### What the exercise asks
Please repeat the records below word for word, leaving the pictures out.

### Material shown
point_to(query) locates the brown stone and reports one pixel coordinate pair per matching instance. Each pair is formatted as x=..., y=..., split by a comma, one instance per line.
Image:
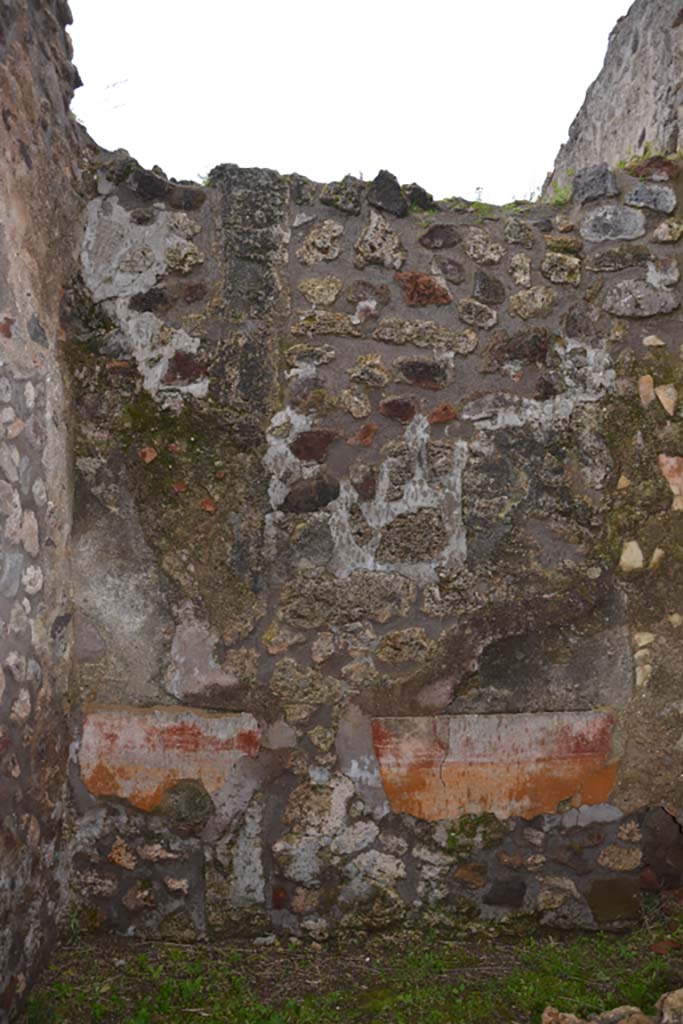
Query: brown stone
x=402, y=410
x=614, y=899
x=439, y=237
x=312, y=445
x=422, y=290
x=506, y=892
x=472, y=875
x=423, y=373
x=450, y=268
x=312, y=494
x=366, y=435
x=442, y=414
x=487, y=289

### Exercise answer
point_to(query) locates the brown stone and reports one pixel coordinate pair per matching instance. Each pair is formatted as x=..., y=..., split by a comma, one instance per line.
Image:
Query: brown stone
x=402, y=410
x=614, y=899
x=439, y=237
x=312, y=445
x=422, y=290
x=506, y=892
x=472, y=875
x=423, y=373
x=450, y=268
x=312, y=494
x=366, y=435
x=442, y=414
x=487, y=289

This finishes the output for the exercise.